__Metin Bölümü__.
Eve gitmenin birçok yolu vardır: Birçoğu dünyevidir, bazıları ise kutsal. Hastalanın bana, bu dünyevi çabaların onlar için bir eve dönüş olduğunu söylerler ... yine de sizi uyarırım, eve giden çıkışın tam yeri zamandan zamana değişir, bu nedenle konumu bu ay, bir önceki aydakinden farklı olabilir: Bunlara değinen şiirleri ve kitap pasajlarını yeniden okumak. Bir nehrin, bir derenin, bir koyun yanında birkaç dakika olsun zaman geçirmek. Yıldızlı bir gecede yere uzanmak. Etrafta çocuklar olmadan sevdiğinle birlikte olmak. Bir şey soyarak, örerek, kazıyarak revakta oturmak. Bir saat süreyle herhangi bir yöne doğru yürümek ya da araba sürmek, sonra geri dönmek. Gidilen yeri bilmeden herhangi bir otobüse binmek. Müzik dinlerken tempo tutmak. Gün doğumunu selamlamak. Şehir ışıklarının geceleyin gökyüzünü perdelemediği bir yere gitmek. İbadet etmek. Özel bir arkadaş. Ayaklarını sarkıtarak bir köprünün üstünde oturmak. Bir bebeği kucaklamak. Bir kafede pencere kenarına oturup yazı yazmak. Ağaçlardan oluşma bir halkanın ortasında oturmak. Güneşte saçları kurutmak. Yağmur suyu dolu bir fıçıya ellerini sokmak. Saksılara bitkiler dikmek ve bu arada ellerin çok kirlendiğine emin olmak. Güzelliği, letafeti, insanların dokunaklı zayıflıklarını gözlemek. 

Öyleyse, eve gitmek için karadan çetin bir yolculuk şart değildir; yine de bunu basitmiş gibi göstermek istemem, çünkü ister kolay, isterse zor olsun, eve geri dönmenin karşısına dikilen çok sayıda direnç vardır. Kadınların geri dönüşü geciktirmelerini anlamanın bir yolu daha vardır. Çok daha gizemli olan bu yol, bir kadının şifacı arketipiyle aşırı özdeşleşmesidir. Evet, bir arketip bizim için hem gizemli, hem de öğretici olan muazzam bir güçtür. Ona yakın olmakla, onu bir ölçüde taklit etmekle, onunla dengeli bir ilişkiye girmekle büyük güç kazanırız. 

Her arketip, ona verdiğimiz adı destekleyen kendi karakteristiklerini taşır: Büyükanne, kutsal çocuk, güneş kahraman vb.

__Verilen Görev 1__. Metin bölümündeki "Öyleyse, eve gitmek" ifadesinden "büyük güç kazanırız." ifadesine kadar olan kısmı hiç değiştirmeden yeniden yazın.
Metin bölümü ile kayıtlar birbirinden ayrı malzemelerdir.

__Sağlanan Veriler__.
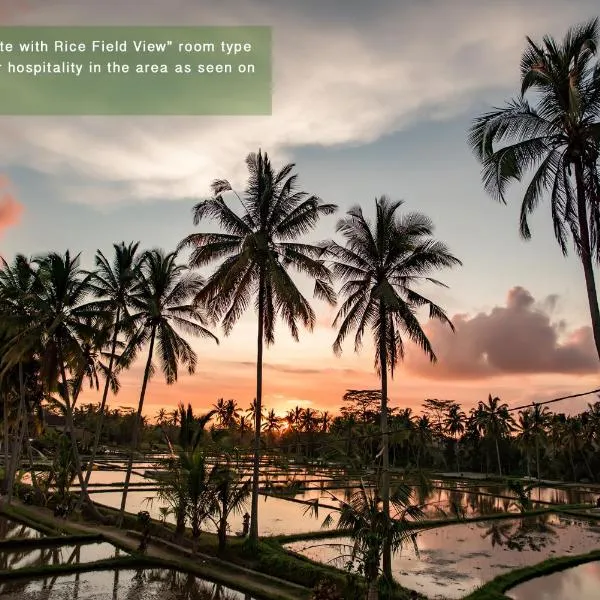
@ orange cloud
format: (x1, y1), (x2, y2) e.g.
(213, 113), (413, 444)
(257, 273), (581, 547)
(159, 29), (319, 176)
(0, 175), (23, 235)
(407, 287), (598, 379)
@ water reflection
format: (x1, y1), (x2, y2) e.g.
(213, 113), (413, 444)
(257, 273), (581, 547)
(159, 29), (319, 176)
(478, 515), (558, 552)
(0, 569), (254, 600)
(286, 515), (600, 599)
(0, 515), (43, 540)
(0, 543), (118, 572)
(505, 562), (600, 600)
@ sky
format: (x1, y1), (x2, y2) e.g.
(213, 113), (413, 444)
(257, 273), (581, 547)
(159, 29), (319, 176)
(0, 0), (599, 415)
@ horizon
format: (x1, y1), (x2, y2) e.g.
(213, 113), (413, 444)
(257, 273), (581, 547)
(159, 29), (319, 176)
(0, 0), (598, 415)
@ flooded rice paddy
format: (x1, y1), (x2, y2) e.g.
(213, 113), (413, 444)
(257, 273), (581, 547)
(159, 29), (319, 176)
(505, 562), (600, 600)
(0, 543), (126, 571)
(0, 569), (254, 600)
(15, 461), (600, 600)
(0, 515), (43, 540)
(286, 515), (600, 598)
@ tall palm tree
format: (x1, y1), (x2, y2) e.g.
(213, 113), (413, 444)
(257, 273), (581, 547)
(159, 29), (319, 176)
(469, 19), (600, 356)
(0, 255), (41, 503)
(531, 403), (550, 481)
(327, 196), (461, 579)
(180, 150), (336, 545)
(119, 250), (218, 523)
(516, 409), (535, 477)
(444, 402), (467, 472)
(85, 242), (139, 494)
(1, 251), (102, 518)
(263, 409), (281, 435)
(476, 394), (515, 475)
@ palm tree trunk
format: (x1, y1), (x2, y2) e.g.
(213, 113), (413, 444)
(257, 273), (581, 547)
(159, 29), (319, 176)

__Verilen Görev 2__. Kayıtların bütün satırlarını, boş satırları atlayarak numaralı bir liste halinde düzenleyin. Resimleri yanıta almayın.

__Tam Çıktı 1__.
Öyleyse, eve gitmek için karadan çetin bir yolculuk şart değildir; yine de bunu basitmiş gibi göstermek istemem, çünkü ister kolay, isterse zor olsun, eve geri dönmenin karşısına dikilen çok sayıda direnç vardır. Kadınların geri dönüşü geciktirmelerini anlamanın bir yolu daha vardır. Çok daha gizemli olan bu yol, bir kadının şifacı arketipiyle aşırı özdeşleşmesidir. Evet, bir arketip bizim için hem gizemli, hem de öğretici olan muazzam bir güçtür. Ona yakın olmakla, onu bir ölçüde taklit etmekle, onunla dengeli bir ilişkiye girmekle büyük güç kazanırız.

__Tam Çıktı 2__.
1. @ orange cloud
2. format: (x1, y1), (x2, y2) e.g.
3. (213, 113), (413, 444)
4. (257, 273), (581, 547)
5. (159, 29), (319, 176)
6. (0, 175), (23, 235)
7. (407, 287), (598, 379)
8. @ water reflection
9. format: (x1, y1), (x2, y2) e.g.
10. (213, 113), (413, 444)
11. (257, 273), (581, 547)
12. (159, 29), (319, 176)
13. (478, 515), (558, 552)
14. (0, 569), (254, 600)
15. (286, 515), (600, 599)
16. (0, 515), (43, 540)
17. (0, 543), (118, 572)
18. (505, 562), (600, 600)
19. @ sky
20. format: (x1, y1), (x2, y2) e.g.
21. (213, 113), (413, 444)
22. (257, 273), (581, 547)
23. (159, 29), (319, 176)
24. (0, 0), (599, 415)
25. @ horizon
26. format: (x1, y1), (x2, y2) e.g.
27. (213, 113), (413, 444)
28. (257, 273), (581, 547)
29. (159, 29), (319, 176)
30. (0, 0), (598, 415)
31. @ flooded rice paddy
32. format: (x1, y1), (x2, y2) e.g.
33. (213, 113), (413, 444)
34. (257, 273), (581, 547)
35. (159, 29), (319, 176)
36. (505, 562), (600, 600)
37. (0, 543), (126, 571)
38. (0, 569), (254, 600)
39. (15, 461), (600, 600)
40. (0, 515), (43, 540)
41. (286, 515), (600, 598)
42. @ tall palm tree
43. format: (x1, y1), (x2, y2) e.g.
44. (213, 113), (413, 444)
45. (257, 273), (581, 547)
46. (159, 29), (319, 176)
47. (469, 19), (600, 356)
48. (0, 255), (41, 503)
49. (531, 403), (550, 481)
50. (327, 196), (461, 579)
51. (180, 150), (336, 545)
52. (119, 250), (218, 523)
53. (516, 409), (535, 477)
54. (444, 402), (467, 472)
55. (85, 242), (139, 494)
56. (1, 251), (102, 518)
57. (263, 409), (281, 435)
58. (476, 394), (515, 475)
59. @ palm tree trunk
60. format: (x1, y1), (x2, y2) e.g.
61. (213, 113), (413, 444)
62. (257, 273), (581, 547)
63. (159, 29), (319, 176)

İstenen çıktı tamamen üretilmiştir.